### EXTRACTED TEXT ###

CHAPTER 7 Statistics of Copulas

7.1 The Formula that Killed Wall Street

This is how copulas became infamous. Very few mathematical formulas ever achieved such a huge popular recognition, even with clearly negative connotations, as the title of this section may suggest. Formulas rarely kill. Gaussian copulas (or, rather, applications of Gaussian copulas to pricing credit derivatives) have earned this distinction. As Felix Salmon [38] tells the story, it all started in the year 2000 when David X. Li, a former actuary turned financial mathematician, suggested a smart way to estimate default correlations using historical credit swap rates [29].

### SOURCE DATA ###

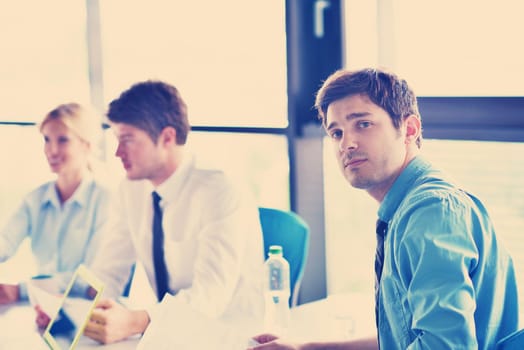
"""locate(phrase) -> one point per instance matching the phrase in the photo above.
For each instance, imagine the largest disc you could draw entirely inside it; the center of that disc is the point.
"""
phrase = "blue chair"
(289, 230)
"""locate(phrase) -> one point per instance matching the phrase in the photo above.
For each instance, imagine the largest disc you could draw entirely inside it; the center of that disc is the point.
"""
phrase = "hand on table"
(272, 342)
(111, 322)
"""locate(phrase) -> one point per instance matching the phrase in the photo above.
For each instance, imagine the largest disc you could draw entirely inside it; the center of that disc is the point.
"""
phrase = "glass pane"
(25, 168)
(493, 171)
(226, 57)
(44, 57)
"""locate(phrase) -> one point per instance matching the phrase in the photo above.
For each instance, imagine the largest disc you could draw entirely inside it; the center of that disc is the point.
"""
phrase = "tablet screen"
(67, 325)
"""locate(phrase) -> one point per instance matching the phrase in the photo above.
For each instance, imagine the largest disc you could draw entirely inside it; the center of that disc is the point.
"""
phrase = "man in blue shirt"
(444, 281)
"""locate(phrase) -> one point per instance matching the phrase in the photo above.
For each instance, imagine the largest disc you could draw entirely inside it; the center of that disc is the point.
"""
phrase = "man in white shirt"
(212, 239)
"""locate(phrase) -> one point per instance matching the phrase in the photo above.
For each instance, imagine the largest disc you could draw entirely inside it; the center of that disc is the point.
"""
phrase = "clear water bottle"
(277, 292)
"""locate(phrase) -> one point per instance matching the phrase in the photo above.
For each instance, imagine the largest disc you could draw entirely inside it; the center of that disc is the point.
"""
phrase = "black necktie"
(158, 249)
(382, 228)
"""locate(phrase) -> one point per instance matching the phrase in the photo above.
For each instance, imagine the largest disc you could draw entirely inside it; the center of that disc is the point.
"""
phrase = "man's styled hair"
(152, 106)
(383, 88)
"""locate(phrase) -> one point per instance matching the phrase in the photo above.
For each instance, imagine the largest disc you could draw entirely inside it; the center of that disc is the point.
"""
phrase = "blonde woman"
(63, 218)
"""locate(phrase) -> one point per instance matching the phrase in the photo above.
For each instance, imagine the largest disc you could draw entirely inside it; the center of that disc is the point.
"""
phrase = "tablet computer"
(67, 325)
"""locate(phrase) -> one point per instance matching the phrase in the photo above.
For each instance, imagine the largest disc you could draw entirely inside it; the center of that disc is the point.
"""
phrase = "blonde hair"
(83, 121)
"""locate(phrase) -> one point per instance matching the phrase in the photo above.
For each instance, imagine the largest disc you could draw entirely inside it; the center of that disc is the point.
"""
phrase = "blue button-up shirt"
(62, 236)
(447, 282)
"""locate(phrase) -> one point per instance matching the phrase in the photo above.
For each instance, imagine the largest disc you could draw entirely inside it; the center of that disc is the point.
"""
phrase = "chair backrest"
(289, 230)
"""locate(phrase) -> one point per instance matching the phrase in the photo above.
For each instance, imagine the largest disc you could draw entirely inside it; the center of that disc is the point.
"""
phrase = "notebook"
(70, 318)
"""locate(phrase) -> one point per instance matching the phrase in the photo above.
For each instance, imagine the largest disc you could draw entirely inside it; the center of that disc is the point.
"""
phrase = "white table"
(334, 318)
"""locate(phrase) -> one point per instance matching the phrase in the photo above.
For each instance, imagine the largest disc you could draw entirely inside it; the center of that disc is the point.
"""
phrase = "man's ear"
(413, 126)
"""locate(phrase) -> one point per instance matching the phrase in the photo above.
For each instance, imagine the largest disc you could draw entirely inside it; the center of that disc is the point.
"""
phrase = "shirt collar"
(173, 184)
(401, 186)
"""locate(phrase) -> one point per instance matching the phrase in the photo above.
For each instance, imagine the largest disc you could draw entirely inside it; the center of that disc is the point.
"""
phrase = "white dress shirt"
(212, 242)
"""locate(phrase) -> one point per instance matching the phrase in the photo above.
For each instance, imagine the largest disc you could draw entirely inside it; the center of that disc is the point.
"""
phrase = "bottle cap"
(275, 249)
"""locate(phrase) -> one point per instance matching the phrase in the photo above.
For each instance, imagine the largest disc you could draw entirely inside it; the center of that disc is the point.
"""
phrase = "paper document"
(181, 327)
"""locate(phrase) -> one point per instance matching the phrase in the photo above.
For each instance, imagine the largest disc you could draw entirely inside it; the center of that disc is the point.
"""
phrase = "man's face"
(371, 152)
(141, 157)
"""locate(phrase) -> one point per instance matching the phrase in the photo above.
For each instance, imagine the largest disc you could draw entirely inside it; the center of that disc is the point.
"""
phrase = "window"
(44, 57)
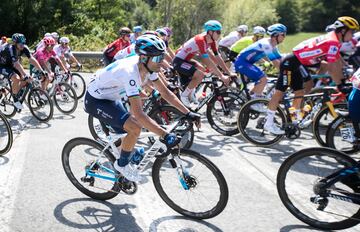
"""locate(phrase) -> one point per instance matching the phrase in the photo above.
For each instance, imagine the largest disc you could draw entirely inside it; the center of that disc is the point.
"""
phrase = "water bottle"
(138, 155)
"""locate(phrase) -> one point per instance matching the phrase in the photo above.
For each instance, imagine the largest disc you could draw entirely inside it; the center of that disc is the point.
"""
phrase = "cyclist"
(293, 68)
(129, 74)
(137, 32)
(43, 56)
(63, 52)
(266, 47)
(122, 42)
(11, 67)
(190, 70)
(258, 33)
(226, 42)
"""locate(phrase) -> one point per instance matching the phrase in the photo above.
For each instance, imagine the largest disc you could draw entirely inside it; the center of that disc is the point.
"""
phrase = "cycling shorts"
(110, 112)
(292, 73)
(186, 70)
(248, 69)
(354, 105)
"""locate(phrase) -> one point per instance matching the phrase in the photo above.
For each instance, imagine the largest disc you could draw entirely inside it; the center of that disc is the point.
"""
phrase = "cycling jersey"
(230, 39)
(258, 50)
(196, 46)
(61, 51)
(9, 55)
(314, 50)
(115, 78)
(126, 52)
(239, 45)
(114, 47)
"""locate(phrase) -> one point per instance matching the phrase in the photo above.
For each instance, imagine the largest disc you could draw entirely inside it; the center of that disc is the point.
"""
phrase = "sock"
(186, 92)
(124, 158)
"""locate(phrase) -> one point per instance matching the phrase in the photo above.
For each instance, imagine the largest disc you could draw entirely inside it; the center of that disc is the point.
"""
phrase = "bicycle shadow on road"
(97, 215)
(205, 226)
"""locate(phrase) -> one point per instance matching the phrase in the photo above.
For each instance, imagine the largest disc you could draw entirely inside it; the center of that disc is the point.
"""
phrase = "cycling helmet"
(137, 29)
(162, 32)
(124, 31)
(242, 28)
(49, 41)
(55, 35)
(64, 40)
(168, 30)
(18, 38)
(212, 25)
(151, 33)
(276, 29)
(150, 45)
(346, 22)
(259, 31)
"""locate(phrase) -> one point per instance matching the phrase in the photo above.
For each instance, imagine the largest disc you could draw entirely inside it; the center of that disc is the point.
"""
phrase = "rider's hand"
(170, 140)
(195, 117)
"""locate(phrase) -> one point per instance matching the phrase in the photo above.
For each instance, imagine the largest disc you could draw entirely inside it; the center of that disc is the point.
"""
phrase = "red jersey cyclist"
(191, 71)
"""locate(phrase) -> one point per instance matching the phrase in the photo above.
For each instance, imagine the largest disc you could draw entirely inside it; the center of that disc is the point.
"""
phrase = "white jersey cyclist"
(121, 75)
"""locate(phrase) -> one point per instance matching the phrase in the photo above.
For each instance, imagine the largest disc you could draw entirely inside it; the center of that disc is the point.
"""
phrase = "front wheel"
(40, 105)
(299, 184)
(190, 184)
(221, 113)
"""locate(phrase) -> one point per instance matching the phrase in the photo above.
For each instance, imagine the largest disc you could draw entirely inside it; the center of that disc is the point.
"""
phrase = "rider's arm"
(169, 96)
(142, 118)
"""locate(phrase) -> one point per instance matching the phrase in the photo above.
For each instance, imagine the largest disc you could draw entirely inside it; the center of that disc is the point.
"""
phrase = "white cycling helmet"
(64, 40)
(242, 28)
(258, 30)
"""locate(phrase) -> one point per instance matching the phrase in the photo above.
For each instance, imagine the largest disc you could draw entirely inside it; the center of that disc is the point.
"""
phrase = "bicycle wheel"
(251, 123)
(221, 113)
(206, 192)
(41, 109)
(82, 155)
(65, 98)
(78, 83)
(166, 115)
(321, 123)
(338, 135)
(299, 186)
(6, 135)
(7, 102)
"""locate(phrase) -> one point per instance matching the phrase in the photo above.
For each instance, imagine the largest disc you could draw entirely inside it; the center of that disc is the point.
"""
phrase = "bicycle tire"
(223, 188)
(7, 102)
(324, 112)
(36, 103)
(246, 113)
(79, 85)
(332, 131)
(71, 94)
(291, 205)
(235, 101)
(69, 146)
(8, 133)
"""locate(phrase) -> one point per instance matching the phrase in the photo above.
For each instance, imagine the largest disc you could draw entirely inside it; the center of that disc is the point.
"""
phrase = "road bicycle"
(187, 182)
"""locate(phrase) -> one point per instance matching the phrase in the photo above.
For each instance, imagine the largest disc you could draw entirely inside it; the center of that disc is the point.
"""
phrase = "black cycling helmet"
(18, 38)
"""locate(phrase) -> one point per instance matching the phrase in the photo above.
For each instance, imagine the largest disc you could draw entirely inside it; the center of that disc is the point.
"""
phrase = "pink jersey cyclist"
(313, 51)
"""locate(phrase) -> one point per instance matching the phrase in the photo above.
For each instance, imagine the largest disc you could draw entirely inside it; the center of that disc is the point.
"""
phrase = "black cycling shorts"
(292, 73)
(186, 70)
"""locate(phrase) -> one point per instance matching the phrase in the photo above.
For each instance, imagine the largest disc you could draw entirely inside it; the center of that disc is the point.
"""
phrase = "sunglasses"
(158, 59)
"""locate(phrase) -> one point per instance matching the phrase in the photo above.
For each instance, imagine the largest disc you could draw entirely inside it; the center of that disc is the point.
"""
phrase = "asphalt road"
(35, 194)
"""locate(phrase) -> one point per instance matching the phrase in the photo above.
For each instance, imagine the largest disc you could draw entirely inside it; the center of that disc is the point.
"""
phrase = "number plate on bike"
(347, 134)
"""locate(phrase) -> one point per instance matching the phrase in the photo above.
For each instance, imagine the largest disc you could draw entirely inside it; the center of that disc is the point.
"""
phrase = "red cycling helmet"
(49, 41)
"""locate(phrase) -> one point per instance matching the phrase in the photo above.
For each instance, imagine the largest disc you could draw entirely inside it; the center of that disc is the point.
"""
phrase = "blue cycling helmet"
(137, 29)
(276, 29)
(18, 38)
(212, 25)
(150, 45)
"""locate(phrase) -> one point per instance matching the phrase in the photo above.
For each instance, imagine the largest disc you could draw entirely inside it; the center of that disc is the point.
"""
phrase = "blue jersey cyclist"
(263, 48)
(128, 74)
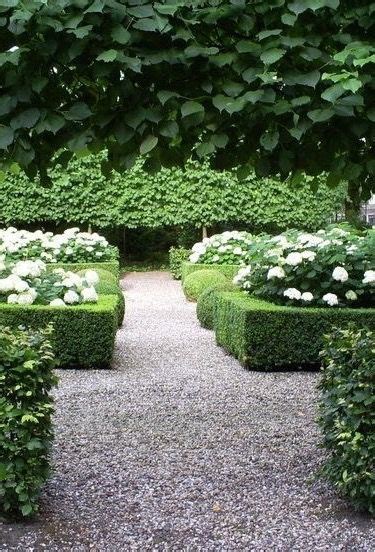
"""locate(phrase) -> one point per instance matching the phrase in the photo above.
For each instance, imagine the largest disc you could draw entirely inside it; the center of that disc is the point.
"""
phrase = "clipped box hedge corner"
(264, 336)
(84, 335)
(228, 270)
(110, 266)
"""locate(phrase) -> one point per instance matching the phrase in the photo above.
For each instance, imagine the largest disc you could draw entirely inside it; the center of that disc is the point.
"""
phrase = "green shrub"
(83, 335)
(197, 282)
(112, 266)
(26, 407)
(347, 413)
(207, 301)
(109, 285)
(177, 255)
(228, 270)
(265, 336)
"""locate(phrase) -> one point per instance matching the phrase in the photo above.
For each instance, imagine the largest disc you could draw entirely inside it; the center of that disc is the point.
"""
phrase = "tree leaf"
(148, 144)
(190, 107)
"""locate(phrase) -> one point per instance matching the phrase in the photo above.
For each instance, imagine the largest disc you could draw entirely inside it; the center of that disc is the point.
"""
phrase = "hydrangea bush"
(333, 267)
(28, 282)
(226, 248)
(71, 246)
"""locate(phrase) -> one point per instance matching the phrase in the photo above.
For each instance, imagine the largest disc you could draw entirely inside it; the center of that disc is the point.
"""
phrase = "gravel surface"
(180, 448)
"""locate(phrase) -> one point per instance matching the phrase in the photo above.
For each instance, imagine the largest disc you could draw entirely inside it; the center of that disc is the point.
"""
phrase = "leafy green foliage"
(84, 335)
(109, 285)
(206, 303)
(264, 336)
(196, 282)
(347, 413)
(279, 86)
(195, 195)
(177, 255)
(26, 407)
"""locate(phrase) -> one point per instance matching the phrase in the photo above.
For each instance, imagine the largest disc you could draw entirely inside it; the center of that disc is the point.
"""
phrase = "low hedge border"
(84, 335)
(110, 266)
(265, 336)
(228, 270)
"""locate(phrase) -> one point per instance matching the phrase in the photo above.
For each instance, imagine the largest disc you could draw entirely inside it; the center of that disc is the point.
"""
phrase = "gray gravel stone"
(180, 448)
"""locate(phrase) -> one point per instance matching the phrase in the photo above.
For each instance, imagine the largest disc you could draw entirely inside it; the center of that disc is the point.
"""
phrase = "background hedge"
(265, 336)
(196, 282)
(194, 196)
(84, 335)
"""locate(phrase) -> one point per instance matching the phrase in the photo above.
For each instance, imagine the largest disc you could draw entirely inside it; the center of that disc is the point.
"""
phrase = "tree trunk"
(353, 204)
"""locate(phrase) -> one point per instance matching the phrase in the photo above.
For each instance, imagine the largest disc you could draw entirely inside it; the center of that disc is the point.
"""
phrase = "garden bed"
(110, 266)
(228, 270)
(265, 336)
(84, 335)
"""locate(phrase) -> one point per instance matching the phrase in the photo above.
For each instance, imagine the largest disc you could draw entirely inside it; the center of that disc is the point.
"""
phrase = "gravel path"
(180, 448)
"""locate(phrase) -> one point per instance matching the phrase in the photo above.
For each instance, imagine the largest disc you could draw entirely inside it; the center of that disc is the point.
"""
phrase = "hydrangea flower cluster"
(226, 248)
(71, 246)
(27, 282)
(333, 267)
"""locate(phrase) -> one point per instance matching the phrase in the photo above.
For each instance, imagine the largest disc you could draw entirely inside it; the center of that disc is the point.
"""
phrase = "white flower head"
(293, 293)
(340, 274)
(294, 258)
(331, 299)
(369, 277)
(275, 272)
(71, 297)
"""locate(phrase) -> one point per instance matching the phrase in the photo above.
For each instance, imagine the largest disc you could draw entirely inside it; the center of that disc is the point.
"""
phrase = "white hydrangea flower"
(91, 277)
(369, 277)
(89, 295)
(351, 295)
(275, 272)
(71, 297)
(331, 299)
(340, 274)
(294, 258)
(293, 293)
(57, 303)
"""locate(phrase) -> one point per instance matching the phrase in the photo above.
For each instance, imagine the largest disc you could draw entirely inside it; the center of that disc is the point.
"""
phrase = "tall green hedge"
(196, 196)
(84, 335)
(264, 336)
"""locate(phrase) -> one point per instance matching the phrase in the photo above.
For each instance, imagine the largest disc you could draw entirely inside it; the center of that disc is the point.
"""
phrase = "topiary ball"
(196, 282)
(206, 303)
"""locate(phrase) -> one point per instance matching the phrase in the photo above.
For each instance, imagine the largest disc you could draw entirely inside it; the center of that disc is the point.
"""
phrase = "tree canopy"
(193, 196)
(280, 85)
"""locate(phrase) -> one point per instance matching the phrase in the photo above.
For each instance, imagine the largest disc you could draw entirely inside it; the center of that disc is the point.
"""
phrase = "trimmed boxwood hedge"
(228, 270)
(84, 335)
(109, 285)
(110, 266)
(265, 336)
(197, 282)
(207, 302)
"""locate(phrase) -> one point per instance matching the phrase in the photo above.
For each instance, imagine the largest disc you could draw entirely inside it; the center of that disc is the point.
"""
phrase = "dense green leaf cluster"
(281, 85)
(26, 407)
(347, 413)
(196, 196)
(265, 336)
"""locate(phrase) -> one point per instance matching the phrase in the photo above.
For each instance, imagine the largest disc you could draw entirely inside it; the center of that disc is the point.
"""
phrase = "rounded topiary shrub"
(206, 303)
(109, 285)
(197, 282)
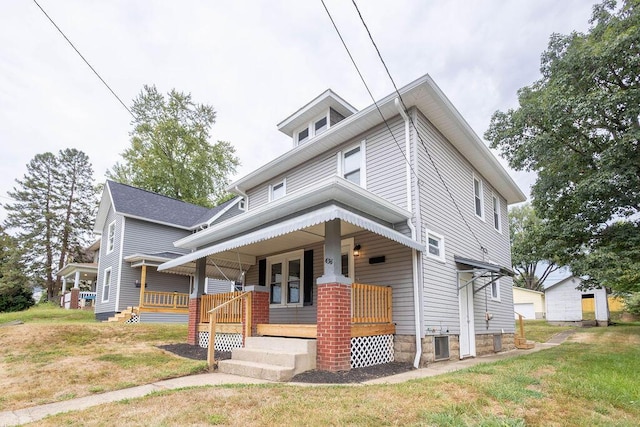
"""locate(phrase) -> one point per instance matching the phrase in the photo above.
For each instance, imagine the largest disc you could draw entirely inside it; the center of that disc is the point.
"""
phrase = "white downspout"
(414, 253)
(246, 197)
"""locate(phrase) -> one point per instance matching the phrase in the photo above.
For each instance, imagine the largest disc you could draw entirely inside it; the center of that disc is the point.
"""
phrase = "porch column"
(259, 309)
(334, 307)
(194, 301)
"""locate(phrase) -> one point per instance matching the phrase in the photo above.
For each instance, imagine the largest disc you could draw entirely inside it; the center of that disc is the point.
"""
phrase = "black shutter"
(308, 277)
(262, 272)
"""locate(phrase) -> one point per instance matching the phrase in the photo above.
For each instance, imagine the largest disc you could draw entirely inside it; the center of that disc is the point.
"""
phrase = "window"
(435, 246)
(278, 190)
(111, 236)
(106, 284)
(495, 290)
(477, 196)
(351, 165)
(496, 213)
(285, 273)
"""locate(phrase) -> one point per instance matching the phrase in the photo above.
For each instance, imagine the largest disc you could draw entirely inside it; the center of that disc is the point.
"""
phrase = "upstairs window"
(496, 214)
(435, 246)
(111, 237)
(352, 165)
(278, 190)
(477, 197)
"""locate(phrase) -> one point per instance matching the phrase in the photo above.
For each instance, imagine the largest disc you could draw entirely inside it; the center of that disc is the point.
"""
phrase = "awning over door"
(305, 222)
(487, 272)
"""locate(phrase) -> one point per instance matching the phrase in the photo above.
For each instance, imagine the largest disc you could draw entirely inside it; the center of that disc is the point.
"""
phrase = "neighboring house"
(138, 229)
(79, 280)
(529, 303)
(567, 304)
(380, 241)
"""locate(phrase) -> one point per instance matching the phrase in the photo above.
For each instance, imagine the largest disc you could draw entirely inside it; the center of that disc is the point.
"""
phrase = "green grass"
(48, 313)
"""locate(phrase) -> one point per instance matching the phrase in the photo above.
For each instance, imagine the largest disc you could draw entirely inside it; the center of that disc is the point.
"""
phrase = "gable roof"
(137, 203)
(423, 94)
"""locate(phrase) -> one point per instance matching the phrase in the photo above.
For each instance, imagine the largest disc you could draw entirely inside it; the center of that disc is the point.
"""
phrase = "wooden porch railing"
(217, 309)
(157, 299)
(231, 313)
(370, 303)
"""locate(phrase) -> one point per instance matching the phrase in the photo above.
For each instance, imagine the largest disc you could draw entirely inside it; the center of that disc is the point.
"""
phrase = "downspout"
(412, 228)
(246, 197)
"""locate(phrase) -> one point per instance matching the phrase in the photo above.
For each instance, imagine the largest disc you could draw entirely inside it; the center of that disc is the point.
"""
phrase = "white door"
(467, 327)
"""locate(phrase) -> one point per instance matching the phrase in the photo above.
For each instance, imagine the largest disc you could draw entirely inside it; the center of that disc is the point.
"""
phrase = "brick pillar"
(334, 327)
(75, 294)
(259, 308)
(194, 320)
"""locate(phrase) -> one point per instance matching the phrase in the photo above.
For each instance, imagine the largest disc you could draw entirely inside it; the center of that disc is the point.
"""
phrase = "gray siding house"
(138, 229)
(401, 196)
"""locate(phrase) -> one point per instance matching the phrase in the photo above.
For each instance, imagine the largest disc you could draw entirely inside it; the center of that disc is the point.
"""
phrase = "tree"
(532, 248)
(15, 292)
(578, 128)
(170, 153)
(52, 215)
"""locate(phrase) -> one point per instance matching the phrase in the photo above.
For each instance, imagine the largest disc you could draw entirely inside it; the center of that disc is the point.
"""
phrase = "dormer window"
(313, 128)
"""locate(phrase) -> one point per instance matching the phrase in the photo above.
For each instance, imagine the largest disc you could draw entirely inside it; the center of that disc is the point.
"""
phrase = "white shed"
(565, 303)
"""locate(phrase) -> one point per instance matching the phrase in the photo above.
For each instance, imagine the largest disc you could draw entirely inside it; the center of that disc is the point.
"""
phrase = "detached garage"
(528, 303)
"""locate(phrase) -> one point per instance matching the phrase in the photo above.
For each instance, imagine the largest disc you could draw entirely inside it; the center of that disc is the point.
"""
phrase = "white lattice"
(224, 342)
(134, 319)
(369, 351)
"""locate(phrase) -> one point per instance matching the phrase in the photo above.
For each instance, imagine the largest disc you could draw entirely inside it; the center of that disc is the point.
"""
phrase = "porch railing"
(370, 303)
(156, 299)
(229, 313)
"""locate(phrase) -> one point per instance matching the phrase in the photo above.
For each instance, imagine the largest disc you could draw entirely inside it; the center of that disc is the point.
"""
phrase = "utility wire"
(368, 90)
(84, 59)
(482, 248)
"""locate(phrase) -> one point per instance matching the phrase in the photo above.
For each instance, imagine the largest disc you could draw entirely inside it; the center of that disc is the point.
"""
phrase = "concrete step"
(255, 370)
(290, 345)
(299, 362)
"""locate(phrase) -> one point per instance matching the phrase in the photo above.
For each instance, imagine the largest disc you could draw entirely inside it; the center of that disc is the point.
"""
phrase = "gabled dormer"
(317, 116)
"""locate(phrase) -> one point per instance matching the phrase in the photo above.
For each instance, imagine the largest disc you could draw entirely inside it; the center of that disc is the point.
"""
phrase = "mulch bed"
(357, 375)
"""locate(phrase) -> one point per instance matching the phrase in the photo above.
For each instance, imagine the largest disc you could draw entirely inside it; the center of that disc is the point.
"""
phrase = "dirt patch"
(194, 352)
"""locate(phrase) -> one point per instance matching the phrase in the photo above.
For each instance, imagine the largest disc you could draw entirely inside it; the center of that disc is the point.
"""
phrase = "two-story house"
(138, 229)
(381, 235)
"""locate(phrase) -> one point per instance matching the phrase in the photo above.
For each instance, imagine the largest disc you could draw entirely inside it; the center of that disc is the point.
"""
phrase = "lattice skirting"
(369, 351)
(134, 319)
(224, 342)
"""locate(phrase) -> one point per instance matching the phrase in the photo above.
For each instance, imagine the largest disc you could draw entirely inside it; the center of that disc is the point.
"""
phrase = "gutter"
(414, 253)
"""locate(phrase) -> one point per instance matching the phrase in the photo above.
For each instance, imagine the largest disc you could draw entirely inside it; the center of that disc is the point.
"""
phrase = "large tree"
(15, 292)
(170, 152)
(533, 248)
(52, 215)
(578, 128)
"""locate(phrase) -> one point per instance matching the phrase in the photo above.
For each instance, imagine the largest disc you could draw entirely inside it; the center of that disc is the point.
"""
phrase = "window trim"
(105, 285)
(111, 236)
(441, 246)
(284, 258)
(480, 197)
(497, 213)
(363, 162)
(284, 188)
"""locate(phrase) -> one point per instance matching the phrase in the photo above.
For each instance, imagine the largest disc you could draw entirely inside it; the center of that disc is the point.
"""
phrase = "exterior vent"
(442, 347)
(497, 342)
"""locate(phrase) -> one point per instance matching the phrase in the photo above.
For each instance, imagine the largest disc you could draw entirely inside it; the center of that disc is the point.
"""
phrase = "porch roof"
(302, 229)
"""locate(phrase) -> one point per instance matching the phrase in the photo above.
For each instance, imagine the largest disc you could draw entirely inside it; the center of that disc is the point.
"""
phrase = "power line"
(84, 59)
(482, 248)
(368, 90)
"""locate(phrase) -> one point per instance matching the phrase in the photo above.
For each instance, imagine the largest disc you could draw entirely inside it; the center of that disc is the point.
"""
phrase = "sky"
(255, 62)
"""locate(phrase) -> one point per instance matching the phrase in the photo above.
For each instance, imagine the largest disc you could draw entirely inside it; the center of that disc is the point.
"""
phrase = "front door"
(467, 327)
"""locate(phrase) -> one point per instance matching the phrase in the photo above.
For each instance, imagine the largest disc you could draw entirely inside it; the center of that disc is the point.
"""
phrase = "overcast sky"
(255, 62)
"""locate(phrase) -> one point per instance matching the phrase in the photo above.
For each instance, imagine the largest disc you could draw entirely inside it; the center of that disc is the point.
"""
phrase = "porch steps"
(271, 358)
(124, 315)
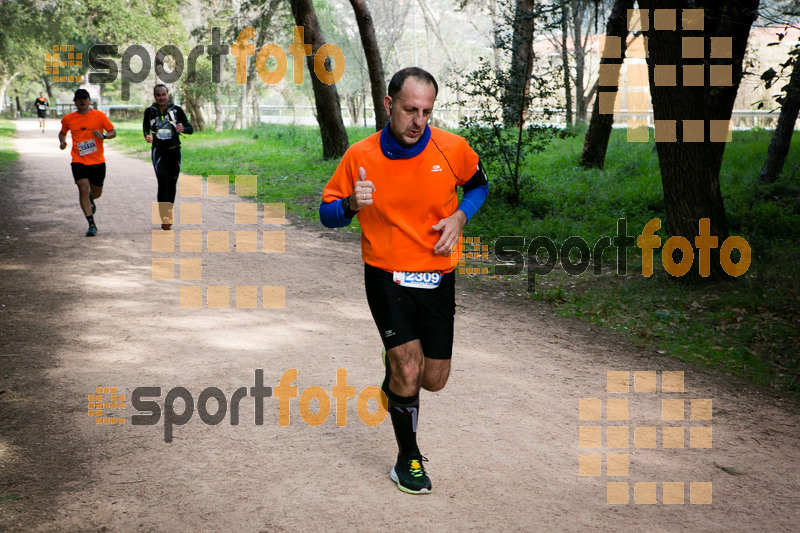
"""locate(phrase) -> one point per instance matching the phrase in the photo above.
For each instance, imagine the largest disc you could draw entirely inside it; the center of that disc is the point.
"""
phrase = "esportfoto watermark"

###

» **SHORT TASK A**
Count the lines in the entries that contain the string "black", treating uppercase and lowercase as different. Reply with the number only.
» **SHORT TASK B**
Pick up the copulas passage after its last sentence and continue writing it.
The copulas passage and the entries are unrelated material.

» **EXERCISE RESPONSE A**
4

» **EXERCISE RESPONSE B**
The approach suggested by Li was indeed very attractive. Being able to use correlation structure to define dependence, as was discussed in Chapter 5, really simplifies the problem of building a model for joint distribution. As we have mentioned, this is how it works for multivariate normal distribution: all dependence that may exist between the components of a Gaussian random vector can be expressed in terms of the correlation matrix. In the bivariate case the correlation matrix degenerates into just one number: the correlation coefficient.

By that time (the turn of the new millennium) it was already well known that Gaussian approximation was not working very well for many financial variables. Empirical observations of the long-term behavior of daily stock price returns, market indexes, and currency exchange rates had exposed some strange ...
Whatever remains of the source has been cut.